→ Excerpts from point annotation data:
────

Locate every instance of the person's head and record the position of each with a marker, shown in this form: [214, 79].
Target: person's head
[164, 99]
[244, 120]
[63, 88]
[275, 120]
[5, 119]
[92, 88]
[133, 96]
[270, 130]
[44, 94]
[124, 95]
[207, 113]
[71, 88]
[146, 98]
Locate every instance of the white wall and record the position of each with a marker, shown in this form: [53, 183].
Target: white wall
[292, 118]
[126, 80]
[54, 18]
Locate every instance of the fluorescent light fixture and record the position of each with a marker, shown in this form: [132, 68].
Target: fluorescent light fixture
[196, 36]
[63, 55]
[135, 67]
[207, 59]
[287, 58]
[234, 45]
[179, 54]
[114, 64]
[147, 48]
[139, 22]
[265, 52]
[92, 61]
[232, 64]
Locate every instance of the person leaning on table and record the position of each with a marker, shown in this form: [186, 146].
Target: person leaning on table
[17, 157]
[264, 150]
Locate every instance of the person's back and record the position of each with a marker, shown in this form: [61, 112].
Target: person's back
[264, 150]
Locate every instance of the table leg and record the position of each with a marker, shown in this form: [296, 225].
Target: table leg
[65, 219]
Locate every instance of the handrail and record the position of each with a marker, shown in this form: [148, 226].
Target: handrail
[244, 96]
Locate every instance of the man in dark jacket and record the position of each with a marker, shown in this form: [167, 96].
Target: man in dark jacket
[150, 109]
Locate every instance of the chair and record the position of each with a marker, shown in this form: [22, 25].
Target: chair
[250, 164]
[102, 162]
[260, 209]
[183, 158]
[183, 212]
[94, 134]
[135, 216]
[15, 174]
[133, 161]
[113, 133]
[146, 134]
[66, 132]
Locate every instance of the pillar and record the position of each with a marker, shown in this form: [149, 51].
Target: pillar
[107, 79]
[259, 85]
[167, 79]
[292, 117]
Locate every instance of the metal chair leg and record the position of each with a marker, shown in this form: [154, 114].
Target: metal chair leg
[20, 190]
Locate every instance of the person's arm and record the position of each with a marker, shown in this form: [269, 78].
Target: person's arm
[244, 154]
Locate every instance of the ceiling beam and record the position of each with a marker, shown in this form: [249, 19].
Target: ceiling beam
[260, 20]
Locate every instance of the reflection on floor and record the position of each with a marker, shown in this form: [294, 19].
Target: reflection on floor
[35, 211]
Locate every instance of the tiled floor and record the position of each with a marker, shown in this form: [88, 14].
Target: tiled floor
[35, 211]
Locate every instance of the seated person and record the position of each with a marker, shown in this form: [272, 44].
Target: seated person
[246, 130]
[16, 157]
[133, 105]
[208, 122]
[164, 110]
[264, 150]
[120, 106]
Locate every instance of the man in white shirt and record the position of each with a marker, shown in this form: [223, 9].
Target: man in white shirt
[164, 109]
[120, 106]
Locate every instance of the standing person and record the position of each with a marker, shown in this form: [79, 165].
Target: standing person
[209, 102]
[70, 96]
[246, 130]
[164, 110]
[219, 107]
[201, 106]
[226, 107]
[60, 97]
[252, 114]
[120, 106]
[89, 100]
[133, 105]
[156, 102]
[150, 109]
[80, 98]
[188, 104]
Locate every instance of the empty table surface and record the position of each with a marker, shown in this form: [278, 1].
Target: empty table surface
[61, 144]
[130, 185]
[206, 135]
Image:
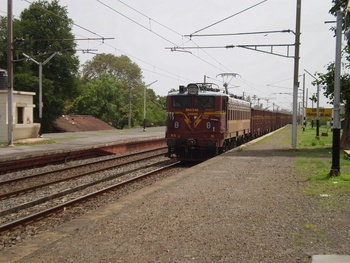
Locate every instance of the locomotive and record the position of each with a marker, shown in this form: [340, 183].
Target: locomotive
[203, 122]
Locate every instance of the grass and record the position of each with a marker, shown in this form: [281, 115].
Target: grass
[314, 162]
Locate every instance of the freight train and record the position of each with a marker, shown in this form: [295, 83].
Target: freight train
[203, 121]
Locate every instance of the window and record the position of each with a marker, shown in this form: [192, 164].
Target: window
[181, 102]
[20, 113]
[204, 102]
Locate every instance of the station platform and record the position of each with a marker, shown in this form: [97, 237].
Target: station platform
[246, 205]
[69, 141]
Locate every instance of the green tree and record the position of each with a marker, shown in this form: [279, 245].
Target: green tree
[326, 80]
[126, 73]
[103, 98]
[44, 28]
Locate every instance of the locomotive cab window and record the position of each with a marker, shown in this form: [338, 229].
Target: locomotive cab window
[181, 102]
[204, 102]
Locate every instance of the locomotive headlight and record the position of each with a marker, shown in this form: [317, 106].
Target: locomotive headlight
[208, 125]
[192, 89]
[171, 142]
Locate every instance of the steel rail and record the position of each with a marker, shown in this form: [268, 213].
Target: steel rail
[24, 190]
[52, 210]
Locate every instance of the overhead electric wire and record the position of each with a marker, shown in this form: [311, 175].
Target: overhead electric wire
[132, 20]
[222, 20]
[68, 20]
[144, 27]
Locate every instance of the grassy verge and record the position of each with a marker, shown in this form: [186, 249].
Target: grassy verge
[314, 161]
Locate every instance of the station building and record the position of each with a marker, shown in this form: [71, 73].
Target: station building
[23, 125]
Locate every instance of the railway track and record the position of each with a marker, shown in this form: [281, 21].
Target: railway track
[22, 184]
[20, 206]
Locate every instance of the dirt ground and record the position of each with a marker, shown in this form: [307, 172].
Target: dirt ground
[246, 205]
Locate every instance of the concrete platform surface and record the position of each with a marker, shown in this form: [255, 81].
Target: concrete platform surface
[330, 259]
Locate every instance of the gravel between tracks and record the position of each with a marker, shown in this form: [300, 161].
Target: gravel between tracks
[243, 206]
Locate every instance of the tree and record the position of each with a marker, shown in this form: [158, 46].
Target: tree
[44, 28]
[126, 73]
[326, 80]
[103, 98]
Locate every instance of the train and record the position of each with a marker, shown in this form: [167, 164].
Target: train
[202, 121]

────

→ Problem details:
Reproduce only those lines of the entries above that run from the line with "Locate every instance of the grassy" to the final line.

→ Correct response:
Locate every instance of the grassy verge and record the position of each with a marker, shown in this form: [186, 249].
Target: grassy verge
[314, 161]
Locate every instance of the station building and record the position of each with a marker, shown in this form: [71, 73].
Target: station building
[23, 125]
Locate every instance of the railway track and record the position of each with a marker, shown in this form: [281, 21].
Target: railway track
[22, 184]
[20, 206]
Locate every instance of the dirt ground and record the position of each with a marker, shown in this form: [307, 172].
Target: dirt ground
[246, 205]
Locate every instance of the concrete platform surface and record the position of each with a marker, shown in this form: [255, 81].
Target: concrete platform surface
[330, 259]
Locate every instance of the gravel between tracks and record the position of each with a marker, shown in this form: [300, 161].
Target: gravel between tracks
[243, 206]
Locate every instance of the tree and record the position of each with a marker, shown in this form: [158, 46].
Target: tree
[44, 28]
[126, 73]
[326, 80]
[103, 98]
Locate every instance of the train and record the position of each with a marker, shown in this form: [167, 164].
Target: train
[202, 121]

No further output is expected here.